AIM
Extract every line in the rows below that contains the word "stone".
_ _ _ _ _
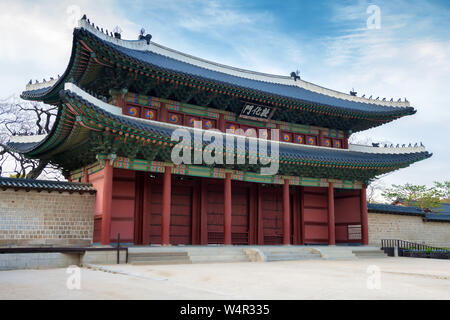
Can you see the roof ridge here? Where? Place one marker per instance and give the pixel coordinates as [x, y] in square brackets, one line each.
[142, 45]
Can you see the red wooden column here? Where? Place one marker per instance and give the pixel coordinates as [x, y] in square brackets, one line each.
[203, 212]
[106, 202]
[286, 214]
[364, 218]
[221, 122]
[227, 209]
[331, 224]
[165, 218]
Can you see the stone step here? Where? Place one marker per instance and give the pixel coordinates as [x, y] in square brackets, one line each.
[293, 257]
[143, 258]
[157, 254]
[212, 259]
[160, 262]
[287, 252]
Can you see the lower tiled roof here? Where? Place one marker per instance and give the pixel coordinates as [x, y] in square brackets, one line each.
[48, 185]
[405, 210]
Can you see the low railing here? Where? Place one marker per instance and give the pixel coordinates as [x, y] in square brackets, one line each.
[390, 245]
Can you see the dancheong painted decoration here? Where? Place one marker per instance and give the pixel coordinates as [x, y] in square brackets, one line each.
[120, 103]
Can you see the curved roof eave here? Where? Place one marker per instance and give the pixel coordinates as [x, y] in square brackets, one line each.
[168, 59]
[370, 155]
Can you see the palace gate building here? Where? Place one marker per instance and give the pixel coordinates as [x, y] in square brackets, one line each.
[120, 101]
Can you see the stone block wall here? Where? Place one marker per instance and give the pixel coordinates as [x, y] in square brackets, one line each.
[33, 218]
[409, 228]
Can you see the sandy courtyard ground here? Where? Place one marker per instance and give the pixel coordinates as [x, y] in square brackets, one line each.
[400, 278]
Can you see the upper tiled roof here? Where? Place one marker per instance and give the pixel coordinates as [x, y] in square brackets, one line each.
[388, 208]
[285, 87]
[48, 185]
[405, 210]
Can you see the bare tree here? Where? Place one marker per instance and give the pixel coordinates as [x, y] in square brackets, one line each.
[20, 117]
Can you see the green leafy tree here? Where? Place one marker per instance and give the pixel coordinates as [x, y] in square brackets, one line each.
[420, 196]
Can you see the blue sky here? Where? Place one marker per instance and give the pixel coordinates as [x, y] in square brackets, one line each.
[328, 41]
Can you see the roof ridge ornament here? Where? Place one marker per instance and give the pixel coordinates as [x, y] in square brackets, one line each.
[117, 32]
[295, 75]
[146, 37]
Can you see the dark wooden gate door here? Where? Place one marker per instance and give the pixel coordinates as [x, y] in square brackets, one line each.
[272, 212]
[239, 214]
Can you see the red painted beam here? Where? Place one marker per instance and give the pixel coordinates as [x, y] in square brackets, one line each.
[163, 113]
[227, 209]
[286, 214]
[364, 218]
[260, 225]
[106, 202]
[166, 203]
[302, 215]
[331, 218]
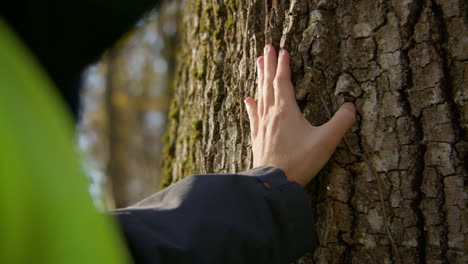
_ _ _ _ _
TASK SOLUTION
Can you see the stone step here? Where? Place one marker per instance and give the pixel coordinates as [x, y] in square brackets, one line each.
Can you see the stone block wall here? Where? Place one marker per instance and give the pixel coordinates as [x, y] in square brackets, one line each.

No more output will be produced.